TEXT EXTRACT:
Whether the hands interact is not a simple question in pure mathematics;
in many cases, they do; but in one unique case, they don't; 
e.g., if dealer gets all 4 aces, and all 4 kings, all 4 queens, and any
jack, then he bids 7 no trump; and it doesn't matter who else has what
else; it's an unbeatable bid.  [Non bridge players, accept both my word 
for it; and my apology for an obscure example.]

We've been playing bridge a lot longer than we've been writing large, real-
time software systems.  I'll conjecture that we don't know nearly as much
about "SDI class systems" as we do about the card game.
But in either case, if we aren't careful, the sheer magnitude of the
numbers can overwhelm us.

BOTTOM LINEs:

1. The curve for debugging software has a DOWNslope and length that is 
some function of the number of possible paths through the code.

2. Good software engineering practice says that one checks the design
before writing lots of code.  ["Some" may be necessary, but not "lots."]
*IF* errors show up in the design, fix them there.
*IF* the DESIGN itself is flawed, then change it.  [e.g., Rethink a design
that allows modules to interact geometrically.]

3. Confidence builds as one approaches the 90% [or other arbitrary level]
point in testing the number of possible paths.

4. The reason that we haven't built confidence in the past is that we've
often run thousands of hours, without knowing either:

 a. how many paths got tested; or
 b. how many paths remained untested.

5. INTERACTIONS do occur - even ones that aren't supposed to.
[Trivial example: My car's cooling and electrical systems are NOT supposed
to interact; and they don't - until the heater hose springs a leak, and
squirts coolant all over the distributor and sparkplugs.]
In "The Arbitration Problem", RIACS TR 85.12, Dennning shows that 
computers are fundamentally NOT ABSOLUTELY predictable; it may be that
an unstable state is triggered ONLY by timing idiosyncracies such as:
 At the same minor cycle of the clock, CPU #1 suffers a floating 
 underflow in the midst of a vector multiplication, AND CPU #2 takes an 
 I/O interrupt from a disk read error, while servicing a page fault.

6. Since interactions do occur, experiences that many have had with
small programs in a well-confined environment do *NOT* necessarily
"scale up" to apply to very large, real-time codes, that run on raw
hardware in a hostile [or just "random"] environment.  NOTE that I'm
claiming that in such a system, the O/S kernel is part of the
real-time system.

7. The "problem space" we've been discussing is at least triangular.

RECORDED INFORMATION:

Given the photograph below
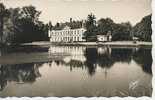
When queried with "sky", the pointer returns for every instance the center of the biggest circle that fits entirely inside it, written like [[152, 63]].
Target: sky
[[62, 10]]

EXERCISE DESCRIPTION:
Please answer these questions about the software testing text:
(a) In the bridge example, what bid does the dealer make?
(b) What two things does point 4 say have often gone unknown after thousands of hours of running?
(c) In the car example, what does the leaking heater hose squirt coolant onto?
The material is not needed here.

OUTPUT:
(a) 7 no trump.
(b) How many paths got tested and how many paths remained untested.
(c) The distributor and sparkplugs.